*OBJECTIVE*.
Rewrite the stretch from the line containing "trace: gravel ground" through the end of the records, renaming "example" to "sample" and leaving everything else unchanged.
--*--
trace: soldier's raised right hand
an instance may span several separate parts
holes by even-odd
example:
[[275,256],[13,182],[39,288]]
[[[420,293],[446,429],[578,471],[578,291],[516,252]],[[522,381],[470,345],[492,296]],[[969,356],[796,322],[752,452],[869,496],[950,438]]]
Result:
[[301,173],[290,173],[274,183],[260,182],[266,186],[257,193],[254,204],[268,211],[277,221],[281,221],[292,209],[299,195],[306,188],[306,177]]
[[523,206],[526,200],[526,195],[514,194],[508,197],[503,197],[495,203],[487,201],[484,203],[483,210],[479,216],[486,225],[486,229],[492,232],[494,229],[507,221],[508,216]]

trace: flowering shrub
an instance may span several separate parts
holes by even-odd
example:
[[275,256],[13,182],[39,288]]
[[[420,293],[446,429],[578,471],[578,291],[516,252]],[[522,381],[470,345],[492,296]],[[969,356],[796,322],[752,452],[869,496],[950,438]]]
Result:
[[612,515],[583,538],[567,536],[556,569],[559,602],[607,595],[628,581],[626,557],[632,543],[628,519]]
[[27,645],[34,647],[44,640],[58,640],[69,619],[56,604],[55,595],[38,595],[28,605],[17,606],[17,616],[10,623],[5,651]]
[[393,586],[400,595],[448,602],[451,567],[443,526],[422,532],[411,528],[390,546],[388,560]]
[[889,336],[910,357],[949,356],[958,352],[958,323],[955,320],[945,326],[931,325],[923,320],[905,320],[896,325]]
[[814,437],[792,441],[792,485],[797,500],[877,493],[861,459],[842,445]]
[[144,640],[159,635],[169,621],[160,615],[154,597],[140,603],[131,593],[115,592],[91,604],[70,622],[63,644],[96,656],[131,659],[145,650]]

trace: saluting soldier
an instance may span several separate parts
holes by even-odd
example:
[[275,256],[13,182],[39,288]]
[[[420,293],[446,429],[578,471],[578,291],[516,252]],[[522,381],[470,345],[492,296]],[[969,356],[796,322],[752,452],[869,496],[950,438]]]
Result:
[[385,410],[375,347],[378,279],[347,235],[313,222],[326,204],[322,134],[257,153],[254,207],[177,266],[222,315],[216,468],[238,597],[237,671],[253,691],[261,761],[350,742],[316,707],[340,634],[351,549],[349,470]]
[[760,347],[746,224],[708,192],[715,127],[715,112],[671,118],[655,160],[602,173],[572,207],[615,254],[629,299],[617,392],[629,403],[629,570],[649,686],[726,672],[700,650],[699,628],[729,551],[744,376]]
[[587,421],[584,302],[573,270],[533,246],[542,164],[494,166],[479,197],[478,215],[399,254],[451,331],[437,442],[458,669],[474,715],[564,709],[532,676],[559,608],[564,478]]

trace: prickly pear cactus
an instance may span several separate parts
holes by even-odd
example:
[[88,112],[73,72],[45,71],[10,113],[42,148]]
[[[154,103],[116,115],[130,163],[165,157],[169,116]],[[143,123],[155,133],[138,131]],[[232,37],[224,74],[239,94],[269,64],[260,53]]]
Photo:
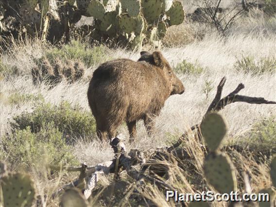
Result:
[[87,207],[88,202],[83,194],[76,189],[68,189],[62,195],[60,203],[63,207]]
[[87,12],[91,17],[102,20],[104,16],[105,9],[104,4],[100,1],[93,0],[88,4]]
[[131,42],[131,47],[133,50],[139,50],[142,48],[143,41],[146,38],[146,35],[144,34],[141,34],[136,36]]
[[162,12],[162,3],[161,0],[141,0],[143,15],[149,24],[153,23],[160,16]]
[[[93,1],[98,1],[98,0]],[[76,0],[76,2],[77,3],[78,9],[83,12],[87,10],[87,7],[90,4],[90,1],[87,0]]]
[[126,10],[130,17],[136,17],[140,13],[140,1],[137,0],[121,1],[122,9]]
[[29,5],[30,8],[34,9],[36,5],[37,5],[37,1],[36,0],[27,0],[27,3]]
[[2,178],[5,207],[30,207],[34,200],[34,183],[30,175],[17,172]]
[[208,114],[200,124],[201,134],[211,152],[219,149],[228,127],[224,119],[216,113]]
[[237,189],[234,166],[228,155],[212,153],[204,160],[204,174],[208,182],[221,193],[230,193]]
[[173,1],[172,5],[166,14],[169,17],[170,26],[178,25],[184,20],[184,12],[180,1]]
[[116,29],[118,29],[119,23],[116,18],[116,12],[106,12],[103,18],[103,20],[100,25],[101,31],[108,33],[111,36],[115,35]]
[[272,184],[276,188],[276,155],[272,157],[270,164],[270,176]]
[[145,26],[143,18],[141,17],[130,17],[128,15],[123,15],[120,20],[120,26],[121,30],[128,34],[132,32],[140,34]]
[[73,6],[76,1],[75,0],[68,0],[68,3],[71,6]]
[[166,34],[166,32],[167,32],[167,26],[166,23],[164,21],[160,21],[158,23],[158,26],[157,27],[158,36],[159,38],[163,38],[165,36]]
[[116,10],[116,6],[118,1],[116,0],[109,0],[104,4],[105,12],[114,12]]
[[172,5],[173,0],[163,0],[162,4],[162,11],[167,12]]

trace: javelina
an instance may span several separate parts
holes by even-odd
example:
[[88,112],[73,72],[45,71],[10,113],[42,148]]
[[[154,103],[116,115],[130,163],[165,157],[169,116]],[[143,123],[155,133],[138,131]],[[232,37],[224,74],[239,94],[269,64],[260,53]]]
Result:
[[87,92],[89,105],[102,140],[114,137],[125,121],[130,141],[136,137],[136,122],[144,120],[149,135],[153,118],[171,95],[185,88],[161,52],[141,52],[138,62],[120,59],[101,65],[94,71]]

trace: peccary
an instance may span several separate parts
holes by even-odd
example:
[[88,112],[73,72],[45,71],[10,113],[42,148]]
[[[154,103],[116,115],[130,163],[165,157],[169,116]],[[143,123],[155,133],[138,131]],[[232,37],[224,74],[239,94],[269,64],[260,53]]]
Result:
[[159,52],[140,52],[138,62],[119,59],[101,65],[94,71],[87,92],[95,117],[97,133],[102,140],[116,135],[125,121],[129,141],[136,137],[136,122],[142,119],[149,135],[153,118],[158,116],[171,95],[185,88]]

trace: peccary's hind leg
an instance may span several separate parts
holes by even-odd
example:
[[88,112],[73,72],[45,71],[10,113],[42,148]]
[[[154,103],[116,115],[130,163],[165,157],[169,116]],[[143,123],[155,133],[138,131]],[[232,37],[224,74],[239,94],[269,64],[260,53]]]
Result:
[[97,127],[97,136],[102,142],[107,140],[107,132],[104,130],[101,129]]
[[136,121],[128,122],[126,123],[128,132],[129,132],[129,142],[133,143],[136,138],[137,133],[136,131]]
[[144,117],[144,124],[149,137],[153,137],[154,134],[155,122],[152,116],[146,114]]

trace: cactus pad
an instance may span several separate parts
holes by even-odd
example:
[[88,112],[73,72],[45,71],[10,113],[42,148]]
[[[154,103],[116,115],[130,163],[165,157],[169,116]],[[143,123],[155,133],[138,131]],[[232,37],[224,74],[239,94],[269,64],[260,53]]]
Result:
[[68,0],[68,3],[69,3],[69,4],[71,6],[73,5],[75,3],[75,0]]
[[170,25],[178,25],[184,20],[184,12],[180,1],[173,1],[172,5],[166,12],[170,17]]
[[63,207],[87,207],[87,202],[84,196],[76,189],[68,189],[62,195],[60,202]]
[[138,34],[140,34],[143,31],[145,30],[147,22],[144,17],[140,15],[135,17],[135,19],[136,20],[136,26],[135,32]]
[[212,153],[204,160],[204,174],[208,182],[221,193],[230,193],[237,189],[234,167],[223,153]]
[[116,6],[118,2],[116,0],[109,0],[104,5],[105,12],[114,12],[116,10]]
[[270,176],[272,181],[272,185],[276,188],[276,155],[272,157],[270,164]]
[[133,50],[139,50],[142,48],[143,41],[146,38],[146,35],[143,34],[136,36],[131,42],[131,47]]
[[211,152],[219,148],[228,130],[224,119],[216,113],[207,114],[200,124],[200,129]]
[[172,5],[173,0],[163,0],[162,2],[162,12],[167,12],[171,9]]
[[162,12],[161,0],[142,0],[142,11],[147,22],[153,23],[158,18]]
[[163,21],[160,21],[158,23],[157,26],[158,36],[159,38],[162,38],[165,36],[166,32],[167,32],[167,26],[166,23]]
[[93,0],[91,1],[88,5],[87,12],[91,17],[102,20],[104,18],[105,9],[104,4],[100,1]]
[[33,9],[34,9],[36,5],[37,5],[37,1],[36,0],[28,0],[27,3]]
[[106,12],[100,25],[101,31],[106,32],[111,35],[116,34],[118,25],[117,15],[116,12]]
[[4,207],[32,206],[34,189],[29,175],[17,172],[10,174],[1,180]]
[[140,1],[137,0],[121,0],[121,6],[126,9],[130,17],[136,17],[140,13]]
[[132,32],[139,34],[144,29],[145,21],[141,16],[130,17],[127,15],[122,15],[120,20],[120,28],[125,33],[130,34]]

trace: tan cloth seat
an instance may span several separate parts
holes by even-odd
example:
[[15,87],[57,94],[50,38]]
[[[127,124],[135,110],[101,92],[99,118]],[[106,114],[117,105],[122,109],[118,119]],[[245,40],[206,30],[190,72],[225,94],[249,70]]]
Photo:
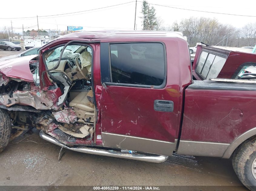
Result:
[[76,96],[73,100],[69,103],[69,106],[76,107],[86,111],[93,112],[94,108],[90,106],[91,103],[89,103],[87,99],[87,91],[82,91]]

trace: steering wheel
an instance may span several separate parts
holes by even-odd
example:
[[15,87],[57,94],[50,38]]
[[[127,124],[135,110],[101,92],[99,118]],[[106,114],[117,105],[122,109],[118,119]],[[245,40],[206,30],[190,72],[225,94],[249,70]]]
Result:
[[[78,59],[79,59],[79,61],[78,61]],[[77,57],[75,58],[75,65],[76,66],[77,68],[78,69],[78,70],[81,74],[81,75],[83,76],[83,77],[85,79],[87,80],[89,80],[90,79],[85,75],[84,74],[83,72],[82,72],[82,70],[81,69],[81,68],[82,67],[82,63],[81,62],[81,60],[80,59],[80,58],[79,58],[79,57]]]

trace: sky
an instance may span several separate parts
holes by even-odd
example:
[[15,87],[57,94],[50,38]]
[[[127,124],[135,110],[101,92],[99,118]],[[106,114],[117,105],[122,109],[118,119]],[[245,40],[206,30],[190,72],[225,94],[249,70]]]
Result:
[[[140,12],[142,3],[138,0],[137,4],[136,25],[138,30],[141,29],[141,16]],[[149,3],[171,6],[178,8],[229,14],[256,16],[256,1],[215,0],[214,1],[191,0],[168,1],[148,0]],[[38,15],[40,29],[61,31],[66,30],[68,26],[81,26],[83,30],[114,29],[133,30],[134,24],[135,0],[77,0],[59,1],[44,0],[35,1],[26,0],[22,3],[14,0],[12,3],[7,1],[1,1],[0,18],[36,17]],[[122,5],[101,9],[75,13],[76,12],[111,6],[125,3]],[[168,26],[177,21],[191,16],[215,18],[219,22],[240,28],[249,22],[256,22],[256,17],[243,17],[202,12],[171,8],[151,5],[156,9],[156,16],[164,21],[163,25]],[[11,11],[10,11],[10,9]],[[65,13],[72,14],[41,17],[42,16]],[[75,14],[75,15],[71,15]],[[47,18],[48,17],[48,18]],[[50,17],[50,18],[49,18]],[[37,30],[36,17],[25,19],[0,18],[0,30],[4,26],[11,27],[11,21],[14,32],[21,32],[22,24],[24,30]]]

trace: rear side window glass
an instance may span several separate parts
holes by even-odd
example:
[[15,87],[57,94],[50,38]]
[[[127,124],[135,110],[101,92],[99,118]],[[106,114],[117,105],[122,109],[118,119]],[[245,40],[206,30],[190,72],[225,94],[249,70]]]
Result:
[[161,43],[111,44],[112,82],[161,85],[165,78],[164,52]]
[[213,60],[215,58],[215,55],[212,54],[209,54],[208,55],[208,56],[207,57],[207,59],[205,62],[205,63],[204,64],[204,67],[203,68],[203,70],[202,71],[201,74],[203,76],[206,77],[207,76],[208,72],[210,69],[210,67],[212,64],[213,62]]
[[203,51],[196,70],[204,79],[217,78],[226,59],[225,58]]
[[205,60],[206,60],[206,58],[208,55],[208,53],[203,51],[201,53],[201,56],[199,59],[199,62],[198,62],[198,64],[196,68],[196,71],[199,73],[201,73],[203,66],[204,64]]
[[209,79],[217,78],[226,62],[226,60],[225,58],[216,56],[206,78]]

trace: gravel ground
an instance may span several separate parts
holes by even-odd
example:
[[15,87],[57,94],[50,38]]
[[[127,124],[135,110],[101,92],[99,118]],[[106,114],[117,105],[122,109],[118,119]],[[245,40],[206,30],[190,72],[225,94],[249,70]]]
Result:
--*--
*THE OUTPUT*.
trace: gravel ground
an instance may span several separate parts
holes by even-odd
sample:
[[15,87],[57,94],[50,38]]
[[[127,124],[135,110],[101,92],[99,118]],[[106,114],[117,105],[122,109],[118,119]],[[245,40],[206,30],[190,72],[225,94],[249,70]]]
Result:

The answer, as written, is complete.